● TASK REQUIREMENTS: Take the entries that follow and return exactly the lines from the one holding "For every <instance>, output" through the one holding "positive clicks: (440, 213)", both included. Nothing else is needed.

INPUT RECORDS: Begin

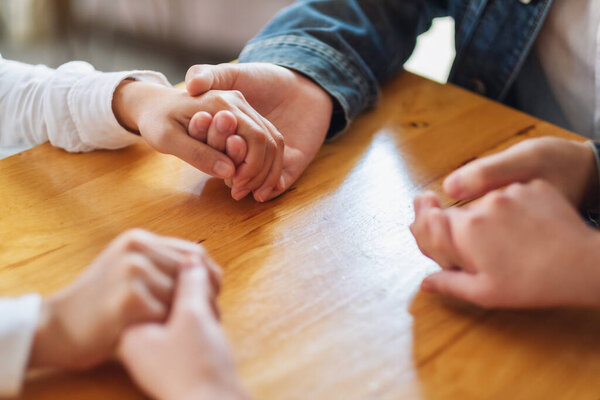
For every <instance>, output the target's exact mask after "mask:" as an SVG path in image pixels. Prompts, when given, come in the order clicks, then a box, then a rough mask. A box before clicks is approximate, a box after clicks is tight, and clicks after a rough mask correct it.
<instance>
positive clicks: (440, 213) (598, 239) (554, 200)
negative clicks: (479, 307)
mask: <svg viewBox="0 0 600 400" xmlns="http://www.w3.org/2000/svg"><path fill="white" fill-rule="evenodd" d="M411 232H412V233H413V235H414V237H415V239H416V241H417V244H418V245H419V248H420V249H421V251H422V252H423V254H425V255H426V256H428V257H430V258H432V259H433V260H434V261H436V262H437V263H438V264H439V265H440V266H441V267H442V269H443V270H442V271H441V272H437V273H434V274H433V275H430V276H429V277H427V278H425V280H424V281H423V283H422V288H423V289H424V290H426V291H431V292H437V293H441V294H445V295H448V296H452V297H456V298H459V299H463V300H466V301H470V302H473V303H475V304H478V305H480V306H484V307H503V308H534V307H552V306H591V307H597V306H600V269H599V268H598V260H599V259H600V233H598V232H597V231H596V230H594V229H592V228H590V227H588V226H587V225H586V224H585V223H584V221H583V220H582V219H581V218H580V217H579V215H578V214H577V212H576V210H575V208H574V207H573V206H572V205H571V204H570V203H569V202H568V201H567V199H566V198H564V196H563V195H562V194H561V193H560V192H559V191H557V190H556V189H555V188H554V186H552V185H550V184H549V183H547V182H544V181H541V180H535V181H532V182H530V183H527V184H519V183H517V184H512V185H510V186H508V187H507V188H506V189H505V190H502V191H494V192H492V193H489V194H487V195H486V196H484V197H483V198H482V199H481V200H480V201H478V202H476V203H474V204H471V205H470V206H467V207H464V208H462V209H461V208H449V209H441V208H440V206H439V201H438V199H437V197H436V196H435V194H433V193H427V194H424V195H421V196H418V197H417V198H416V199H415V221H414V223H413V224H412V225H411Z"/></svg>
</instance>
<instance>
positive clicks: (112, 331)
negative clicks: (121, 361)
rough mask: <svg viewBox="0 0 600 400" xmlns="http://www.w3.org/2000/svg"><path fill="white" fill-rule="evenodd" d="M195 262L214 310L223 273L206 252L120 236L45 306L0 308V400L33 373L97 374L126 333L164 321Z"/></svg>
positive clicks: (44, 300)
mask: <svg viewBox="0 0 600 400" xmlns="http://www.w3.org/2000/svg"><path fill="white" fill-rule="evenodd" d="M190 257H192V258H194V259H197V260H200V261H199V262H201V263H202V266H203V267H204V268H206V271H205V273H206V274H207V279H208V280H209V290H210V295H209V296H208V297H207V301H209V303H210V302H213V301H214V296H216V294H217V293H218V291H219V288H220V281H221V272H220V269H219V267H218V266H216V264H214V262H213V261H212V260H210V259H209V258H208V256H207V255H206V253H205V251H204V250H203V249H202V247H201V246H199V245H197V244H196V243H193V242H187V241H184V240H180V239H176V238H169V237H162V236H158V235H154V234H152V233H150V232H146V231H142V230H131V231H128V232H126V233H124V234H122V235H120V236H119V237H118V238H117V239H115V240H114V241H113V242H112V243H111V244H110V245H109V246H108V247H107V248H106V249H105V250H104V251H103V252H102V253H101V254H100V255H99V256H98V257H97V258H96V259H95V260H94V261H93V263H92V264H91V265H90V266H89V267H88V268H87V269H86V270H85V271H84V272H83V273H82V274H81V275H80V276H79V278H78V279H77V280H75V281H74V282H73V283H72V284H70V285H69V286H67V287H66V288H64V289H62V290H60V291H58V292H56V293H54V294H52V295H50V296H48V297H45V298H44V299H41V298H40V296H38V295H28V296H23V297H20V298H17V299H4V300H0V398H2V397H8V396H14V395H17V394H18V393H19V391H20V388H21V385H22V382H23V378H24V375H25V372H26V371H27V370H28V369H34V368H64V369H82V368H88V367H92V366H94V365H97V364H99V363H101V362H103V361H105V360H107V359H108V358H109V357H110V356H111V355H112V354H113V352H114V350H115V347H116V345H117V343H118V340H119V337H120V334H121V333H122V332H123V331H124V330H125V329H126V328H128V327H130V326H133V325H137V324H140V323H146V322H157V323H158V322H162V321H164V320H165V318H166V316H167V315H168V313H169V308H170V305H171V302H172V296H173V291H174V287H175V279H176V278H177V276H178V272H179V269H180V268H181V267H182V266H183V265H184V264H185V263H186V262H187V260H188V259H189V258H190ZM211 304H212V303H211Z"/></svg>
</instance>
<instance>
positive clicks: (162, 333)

INPUT RECORDS: End
INPUT RECORDS: Begin

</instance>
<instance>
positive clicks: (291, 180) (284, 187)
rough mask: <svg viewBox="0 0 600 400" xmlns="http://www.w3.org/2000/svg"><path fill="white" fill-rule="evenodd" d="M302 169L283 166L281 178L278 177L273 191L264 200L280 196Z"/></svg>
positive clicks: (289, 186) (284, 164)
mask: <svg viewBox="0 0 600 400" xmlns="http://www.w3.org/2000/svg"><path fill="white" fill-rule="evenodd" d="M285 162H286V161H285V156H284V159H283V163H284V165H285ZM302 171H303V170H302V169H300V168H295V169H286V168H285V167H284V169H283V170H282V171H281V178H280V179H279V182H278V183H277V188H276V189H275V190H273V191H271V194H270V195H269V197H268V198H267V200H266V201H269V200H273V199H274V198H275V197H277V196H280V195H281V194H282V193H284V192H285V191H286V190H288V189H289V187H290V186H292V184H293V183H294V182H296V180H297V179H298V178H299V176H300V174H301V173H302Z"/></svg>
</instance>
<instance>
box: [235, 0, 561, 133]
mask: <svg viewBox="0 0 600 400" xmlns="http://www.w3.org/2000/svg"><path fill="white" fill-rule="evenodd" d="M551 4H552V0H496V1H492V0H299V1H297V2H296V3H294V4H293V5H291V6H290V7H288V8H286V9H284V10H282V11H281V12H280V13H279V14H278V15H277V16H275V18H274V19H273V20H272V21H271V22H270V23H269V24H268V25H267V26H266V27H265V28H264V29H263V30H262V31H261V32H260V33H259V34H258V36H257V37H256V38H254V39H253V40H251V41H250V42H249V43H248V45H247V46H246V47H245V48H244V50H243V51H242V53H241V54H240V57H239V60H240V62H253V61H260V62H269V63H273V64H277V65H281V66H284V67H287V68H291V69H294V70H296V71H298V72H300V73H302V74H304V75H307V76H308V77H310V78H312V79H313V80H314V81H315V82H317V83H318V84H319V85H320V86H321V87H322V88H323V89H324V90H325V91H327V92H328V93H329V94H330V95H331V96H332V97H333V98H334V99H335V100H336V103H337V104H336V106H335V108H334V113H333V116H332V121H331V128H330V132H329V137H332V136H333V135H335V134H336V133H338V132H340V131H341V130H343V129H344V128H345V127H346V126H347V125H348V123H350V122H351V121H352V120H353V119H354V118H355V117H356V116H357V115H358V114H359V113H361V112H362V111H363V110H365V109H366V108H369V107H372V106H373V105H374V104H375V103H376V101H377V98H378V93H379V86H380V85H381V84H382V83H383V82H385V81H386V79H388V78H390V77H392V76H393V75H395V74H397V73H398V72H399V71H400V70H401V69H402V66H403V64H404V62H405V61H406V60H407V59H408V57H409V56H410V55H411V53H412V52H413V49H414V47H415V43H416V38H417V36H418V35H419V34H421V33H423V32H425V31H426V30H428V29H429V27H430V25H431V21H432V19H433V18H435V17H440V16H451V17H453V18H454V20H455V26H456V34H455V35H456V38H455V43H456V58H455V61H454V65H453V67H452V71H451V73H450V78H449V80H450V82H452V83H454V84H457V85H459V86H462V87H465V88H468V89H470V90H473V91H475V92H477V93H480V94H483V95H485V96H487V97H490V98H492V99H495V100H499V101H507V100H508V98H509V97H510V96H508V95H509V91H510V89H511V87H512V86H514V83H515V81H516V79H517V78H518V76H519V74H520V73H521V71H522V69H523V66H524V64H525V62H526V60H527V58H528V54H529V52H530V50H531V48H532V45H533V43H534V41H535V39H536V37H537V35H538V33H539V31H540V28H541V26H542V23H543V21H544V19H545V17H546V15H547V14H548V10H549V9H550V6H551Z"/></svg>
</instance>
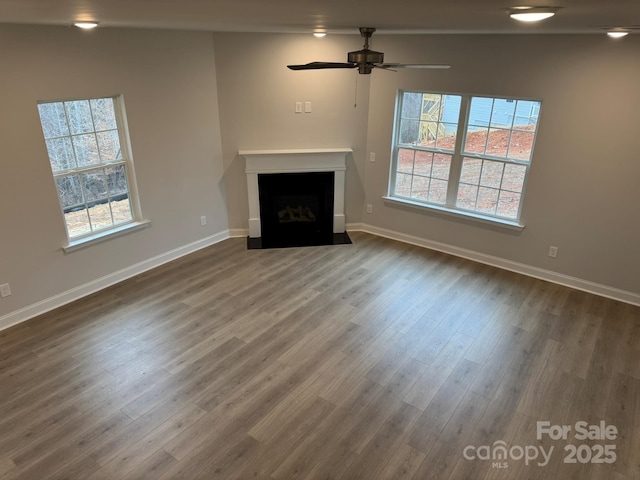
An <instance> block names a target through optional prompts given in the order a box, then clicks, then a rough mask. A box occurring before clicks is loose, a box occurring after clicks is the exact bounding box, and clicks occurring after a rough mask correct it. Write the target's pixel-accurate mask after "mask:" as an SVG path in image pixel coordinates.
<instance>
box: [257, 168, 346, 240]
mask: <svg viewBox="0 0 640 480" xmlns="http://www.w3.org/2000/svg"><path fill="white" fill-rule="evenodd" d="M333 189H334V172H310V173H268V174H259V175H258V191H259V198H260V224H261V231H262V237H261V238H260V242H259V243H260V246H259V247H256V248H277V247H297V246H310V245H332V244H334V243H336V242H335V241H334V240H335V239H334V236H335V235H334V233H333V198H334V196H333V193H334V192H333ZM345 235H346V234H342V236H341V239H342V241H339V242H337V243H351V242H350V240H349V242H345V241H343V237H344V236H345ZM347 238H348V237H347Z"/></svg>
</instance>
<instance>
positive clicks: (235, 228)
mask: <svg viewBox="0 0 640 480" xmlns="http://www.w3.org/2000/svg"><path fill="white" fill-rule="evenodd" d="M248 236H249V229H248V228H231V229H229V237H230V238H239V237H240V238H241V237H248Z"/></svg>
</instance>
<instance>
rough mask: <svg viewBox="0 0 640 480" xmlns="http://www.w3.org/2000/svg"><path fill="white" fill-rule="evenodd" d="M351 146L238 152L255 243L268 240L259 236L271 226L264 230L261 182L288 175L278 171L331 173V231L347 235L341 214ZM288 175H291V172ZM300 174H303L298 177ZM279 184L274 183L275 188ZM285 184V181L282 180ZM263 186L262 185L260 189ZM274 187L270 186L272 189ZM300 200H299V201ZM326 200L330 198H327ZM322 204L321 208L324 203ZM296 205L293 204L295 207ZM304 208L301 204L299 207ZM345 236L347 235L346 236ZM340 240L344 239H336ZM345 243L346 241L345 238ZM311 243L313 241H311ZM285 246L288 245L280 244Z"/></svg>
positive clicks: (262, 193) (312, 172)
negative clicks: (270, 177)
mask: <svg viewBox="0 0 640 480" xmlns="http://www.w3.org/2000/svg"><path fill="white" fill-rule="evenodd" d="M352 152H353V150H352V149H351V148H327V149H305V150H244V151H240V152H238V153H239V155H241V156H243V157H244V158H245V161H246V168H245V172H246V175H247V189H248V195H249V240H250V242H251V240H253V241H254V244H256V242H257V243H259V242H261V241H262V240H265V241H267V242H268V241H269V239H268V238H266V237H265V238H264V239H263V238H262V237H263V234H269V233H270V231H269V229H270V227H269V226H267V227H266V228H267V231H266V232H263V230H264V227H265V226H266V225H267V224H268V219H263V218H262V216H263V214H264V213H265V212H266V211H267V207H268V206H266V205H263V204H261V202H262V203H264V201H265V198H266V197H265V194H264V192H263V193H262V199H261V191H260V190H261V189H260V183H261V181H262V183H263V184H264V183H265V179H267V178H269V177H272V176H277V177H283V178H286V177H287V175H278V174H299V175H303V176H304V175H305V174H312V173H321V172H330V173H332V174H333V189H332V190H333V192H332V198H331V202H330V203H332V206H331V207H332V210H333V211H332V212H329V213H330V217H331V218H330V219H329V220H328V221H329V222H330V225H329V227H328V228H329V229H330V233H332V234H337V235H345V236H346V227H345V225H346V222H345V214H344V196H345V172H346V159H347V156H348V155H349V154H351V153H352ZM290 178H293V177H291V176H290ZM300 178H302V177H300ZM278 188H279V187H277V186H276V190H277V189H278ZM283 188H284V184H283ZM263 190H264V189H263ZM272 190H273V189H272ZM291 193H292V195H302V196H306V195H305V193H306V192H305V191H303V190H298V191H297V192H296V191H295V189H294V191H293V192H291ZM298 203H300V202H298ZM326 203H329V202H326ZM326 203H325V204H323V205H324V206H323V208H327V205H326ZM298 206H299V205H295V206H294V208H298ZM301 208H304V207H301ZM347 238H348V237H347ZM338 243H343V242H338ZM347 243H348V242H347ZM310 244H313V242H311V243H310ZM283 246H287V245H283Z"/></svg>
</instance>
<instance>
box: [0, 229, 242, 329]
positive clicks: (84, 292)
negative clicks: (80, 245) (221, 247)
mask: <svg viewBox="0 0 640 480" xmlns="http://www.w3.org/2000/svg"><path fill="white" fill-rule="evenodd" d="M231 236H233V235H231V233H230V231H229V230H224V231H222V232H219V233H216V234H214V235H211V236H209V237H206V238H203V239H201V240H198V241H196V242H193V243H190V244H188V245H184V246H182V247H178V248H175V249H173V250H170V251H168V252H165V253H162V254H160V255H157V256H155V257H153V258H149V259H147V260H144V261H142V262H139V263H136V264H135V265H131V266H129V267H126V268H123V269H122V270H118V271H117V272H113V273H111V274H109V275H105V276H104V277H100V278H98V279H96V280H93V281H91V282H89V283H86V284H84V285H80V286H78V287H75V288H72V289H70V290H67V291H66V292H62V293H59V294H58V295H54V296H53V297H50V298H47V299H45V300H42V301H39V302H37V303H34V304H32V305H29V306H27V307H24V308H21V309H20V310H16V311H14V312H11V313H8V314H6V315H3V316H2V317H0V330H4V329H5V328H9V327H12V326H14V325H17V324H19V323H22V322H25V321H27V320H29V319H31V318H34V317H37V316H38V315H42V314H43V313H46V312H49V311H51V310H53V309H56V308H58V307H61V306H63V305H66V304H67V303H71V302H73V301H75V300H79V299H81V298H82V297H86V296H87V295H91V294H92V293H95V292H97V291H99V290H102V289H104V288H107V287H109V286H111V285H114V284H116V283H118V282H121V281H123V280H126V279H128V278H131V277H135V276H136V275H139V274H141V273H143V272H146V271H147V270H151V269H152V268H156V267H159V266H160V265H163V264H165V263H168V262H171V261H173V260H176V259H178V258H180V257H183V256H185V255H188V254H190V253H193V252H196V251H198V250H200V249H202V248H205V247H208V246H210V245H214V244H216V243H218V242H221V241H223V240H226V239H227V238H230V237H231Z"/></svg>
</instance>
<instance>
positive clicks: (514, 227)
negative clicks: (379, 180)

INPUT RECORDS: End

● ANSWER SECTION:
For every <instance>, output the target's exact mask after "mask:" as an SVG path in image pixels. Prompts, when given, come in the order clicks, then a box, then a rough mask. A box before clicks is approximate, a box after clicks is tight, and clicks after a rough mask correct it.
<instance>
positive clicks: (440, 213) (598, 239) (554, 200)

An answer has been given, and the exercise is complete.